• **Input records**
----------------------------------------

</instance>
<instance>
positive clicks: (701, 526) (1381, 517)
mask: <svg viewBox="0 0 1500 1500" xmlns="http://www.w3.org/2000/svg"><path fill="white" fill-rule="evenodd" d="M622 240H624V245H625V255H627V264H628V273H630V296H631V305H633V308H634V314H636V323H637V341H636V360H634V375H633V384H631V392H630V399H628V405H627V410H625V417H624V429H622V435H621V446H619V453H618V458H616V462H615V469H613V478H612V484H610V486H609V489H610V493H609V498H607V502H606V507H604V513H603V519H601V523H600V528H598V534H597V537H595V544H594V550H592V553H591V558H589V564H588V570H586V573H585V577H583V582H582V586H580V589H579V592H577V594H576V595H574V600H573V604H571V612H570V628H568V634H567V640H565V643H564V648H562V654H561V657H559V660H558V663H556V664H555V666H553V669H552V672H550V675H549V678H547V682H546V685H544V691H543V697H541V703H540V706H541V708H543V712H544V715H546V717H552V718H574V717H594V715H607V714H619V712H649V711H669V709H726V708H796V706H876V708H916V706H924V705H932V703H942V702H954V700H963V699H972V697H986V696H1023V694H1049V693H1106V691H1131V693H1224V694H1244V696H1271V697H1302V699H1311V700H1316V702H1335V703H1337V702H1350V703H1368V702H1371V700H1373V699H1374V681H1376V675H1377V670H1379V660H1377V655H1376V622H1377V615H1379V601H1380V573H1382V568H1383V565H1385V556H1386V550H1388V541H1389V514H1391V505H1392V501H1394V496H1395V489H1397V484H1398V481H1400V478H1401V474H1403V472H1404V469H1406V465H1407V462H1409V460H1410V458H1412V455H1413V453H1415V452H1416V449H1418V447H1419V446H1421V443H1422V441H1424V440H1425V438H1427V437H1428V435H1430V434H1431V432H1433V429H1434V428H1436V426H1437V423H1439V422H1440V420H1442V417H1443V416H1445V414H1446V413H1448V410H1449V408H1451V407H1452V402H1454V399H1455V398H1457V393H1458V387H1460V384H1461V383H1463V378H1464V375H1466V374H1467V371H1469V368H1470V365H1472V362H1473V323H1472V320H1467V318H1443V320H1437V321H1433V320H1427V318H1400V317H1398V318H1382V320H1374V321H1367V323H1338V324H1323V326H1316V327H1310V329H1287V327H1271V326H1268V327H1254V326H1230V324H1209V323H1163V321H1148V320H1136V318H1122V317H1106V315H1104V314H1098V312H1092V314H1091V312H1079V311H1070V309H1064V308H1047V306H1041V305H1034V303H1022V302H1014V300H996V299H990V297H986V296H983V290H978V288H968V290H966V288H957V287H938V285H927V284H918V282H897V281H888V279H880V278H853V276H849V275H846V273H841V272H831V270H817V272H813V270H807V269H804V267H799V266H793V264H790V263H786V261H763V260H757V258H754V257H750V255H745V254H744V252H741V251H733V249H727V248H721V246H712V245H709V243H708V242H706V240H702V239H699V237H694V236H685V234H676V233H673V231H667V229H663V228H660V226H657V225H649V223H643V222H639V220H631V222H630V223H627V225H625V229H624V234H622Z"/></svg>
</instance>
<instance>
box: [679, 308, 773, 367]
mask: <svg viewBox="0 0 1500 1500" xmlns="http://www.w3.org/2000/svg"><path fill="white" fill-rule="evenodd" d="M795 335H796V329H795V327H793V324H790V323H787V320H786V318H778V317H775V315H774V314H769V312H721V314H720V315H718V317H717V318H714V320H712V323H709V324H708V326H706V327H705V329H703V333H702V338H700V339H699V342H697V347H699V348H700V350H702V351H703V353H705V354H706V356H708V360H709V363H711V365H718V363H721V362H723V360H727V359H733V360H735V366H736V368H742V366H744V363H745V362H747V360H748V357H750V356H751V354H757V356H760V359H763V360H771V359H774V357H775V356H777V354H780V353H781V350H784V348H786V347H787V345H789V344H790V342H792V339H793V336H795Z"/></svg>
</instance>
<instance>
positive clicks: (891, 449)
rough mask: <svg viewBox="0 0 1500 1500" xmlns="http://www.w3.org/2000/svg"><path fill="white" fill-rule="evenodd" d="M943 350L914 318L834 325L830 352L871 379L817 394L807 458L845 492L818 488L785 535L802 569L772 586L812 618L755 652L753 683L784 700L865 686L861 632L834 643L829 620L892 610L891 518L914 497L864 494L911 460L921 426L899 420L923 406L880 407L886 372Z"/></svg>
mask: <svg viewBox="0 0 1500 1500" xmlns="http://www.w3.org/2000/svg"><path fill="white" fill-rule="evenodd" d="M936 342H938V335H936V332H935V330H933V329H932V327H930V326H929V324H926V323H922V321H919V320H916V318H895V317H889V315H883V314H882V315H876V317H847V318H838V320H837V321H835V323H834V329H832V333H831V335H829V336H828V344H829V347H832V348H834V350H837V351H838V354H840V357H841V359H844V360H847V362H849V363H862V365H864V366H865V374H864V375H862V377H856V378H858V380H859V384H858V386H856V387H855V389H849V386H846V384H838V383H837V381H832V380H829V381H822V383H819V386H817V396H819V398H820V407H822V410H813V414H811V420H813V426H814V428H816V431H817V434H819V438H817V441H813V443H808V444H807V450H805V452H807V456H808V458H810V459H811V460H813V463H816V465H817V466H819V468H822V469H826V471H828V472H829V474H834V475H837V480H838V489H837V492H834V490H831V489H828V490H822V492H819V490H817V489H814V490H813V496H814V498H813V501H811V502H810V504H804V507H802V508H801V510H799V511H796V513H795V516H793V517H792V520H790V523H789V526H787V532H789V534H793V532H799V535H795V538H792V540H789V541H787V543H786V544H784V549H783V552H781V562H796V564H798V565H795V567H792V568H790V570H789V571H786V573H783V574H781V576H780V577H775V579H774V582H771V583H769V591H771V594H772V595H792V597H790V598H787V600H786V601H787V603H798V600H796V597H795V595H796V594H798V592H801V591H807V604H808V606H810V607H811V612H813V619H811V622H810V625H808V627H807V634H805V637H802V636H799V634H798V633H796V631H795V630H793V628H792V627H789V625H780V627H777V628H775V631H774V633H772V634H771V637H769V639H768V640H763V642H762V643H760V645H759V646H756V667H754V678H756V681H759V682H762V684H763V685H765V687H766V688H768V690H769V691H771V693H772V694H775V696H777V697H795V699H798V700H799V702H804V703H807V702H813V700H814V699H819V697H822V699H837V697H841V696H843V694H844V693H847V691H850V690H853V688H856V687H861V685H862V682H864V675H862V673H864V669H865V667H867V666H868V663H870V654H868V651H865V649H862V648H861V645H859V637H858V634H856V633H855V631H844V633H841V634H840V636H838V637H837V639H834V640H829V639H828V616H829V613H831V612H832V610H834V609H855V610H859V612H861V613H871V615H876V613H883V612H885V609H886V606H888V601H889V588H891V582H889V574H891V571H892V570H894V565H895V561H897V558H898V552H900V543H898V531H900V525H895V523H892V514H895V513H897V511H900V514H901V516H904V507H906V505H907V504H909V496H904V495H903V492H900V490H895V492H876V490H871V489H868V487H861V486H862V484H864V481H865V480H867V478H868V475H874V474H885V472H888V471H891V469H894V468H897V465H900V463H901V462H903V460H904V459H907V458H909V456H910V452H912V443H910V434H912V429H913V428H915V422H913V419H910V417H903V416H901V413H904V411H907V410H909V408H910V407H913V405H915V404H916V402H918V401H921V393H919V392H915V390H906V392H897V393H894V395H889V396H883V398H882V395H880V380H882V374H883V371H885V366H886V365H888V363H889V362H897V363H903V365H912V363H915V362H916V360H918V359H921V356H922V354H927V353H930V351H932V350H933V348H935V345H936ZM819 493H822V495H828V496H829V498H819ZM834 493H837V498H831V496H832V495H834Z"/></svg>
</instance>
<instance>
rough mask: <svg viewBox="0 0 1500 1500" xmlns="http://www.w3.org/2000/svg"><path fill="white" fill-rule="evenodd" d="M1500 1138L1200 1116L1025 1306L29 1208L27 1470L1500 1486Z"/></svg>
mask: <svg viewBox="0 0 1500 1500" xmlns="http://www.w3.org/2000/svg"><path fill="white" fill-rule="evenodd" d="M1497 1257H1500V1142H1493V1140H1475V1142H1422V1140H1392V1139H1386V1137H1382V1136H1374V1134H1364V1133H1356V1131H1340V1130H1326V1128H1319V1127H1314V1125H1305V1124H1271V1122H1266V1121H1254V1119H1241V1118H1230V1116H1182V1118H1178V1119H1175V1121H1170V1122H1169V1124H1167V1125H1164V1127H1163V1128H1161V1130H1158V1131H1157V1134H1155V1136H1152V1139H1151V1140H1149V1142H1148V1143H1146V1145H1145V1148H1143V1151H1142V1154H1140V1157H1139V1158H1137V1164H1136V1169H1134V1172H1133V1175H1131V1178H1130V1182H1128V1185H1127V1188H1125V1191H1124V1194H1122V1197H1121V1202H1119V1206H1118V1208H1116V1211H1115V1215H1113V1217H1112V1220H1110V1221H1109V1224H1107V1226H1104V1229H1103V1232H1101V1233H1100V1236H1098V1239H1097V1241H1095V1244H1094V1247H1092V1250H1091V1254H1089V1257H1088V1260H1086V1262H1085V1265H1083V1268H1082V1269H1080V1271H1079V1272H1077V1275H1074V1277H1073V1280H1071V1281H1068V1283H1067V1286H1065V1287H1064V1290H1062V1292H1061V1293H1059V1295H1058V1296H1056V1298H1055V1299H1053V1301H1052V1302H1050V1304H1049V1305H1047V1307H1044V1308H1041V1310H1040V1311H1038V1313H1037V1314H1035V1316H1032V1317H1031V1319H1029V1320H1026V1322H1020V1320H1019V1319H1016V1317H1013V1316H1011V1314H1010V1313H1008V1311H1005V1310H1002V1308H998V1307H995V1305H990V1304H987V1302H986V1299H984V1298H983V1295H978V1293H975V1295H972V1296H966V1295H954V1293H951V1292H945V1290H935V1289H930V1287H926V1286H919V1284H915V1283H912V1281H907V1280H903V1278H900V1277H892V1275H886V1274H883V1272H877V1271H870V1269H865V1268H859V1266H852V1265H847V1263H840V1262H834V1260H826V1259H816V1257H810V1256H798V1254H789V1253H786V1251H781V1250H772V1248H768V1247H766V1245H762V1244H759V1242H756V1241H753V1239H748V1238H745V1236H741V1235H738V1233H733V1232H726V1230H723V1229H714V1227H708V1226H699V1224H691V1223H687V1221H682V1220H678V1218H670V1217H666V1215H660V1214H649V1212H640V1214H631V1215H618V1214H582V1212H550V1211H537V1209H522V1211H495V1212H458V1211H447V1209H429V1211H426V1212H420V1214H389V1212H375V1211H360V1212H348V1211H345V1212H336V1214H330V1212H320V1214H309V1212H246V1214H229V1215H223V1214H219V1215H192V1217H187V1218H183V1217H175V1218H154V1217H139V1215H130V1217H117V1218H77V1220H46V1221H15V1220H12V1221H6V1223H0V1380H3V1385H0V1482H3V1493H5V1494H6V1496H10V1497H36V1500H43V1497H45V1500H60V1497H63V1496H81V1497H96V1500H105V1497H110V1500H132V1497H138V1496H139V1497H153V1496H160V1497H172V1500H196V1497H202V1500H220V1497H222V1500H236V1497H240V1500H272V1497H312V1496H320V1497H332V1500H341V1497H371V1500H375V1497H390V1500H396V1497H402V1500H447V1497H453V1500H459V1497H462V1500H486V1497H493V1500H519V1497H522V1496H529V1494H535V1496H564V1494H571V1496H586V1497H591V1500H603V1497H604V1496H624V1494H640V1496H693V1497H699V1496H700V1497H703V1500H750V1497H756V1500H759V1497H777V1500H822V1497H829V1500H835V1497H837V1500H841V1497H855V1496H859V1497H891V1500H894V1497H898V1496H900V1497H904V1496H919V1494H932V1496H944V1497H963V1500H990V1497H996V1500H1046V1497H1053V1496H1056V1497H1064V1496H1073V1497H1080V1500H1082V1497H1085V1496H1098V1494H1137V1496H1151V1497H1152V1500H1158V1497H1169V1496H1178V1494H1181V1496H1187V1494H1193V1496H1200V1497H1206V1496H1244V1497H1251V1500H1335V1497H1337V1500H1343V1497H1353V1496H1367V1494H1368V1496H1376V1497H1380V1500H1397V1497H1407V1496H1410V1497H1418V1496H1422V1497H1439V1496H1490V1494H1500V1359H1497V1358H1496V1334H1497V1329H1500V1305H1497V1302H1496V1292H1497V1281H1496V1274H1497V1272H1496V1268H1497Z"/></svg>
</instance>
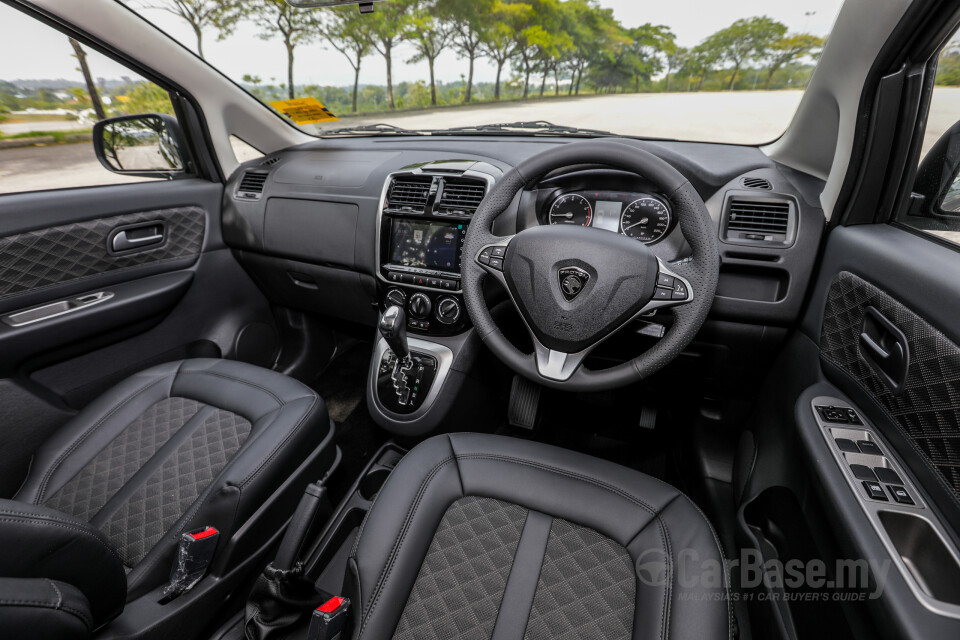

----------------------------------------

• **Exercise directions**
Could you copy out the records word for word, from their first line through the line that contains "positive clicks: (701, 526) (1381, 517)"?

• **Task answer**
</instance>
<instance>
positive clicks: (701, 526) (1381, 517)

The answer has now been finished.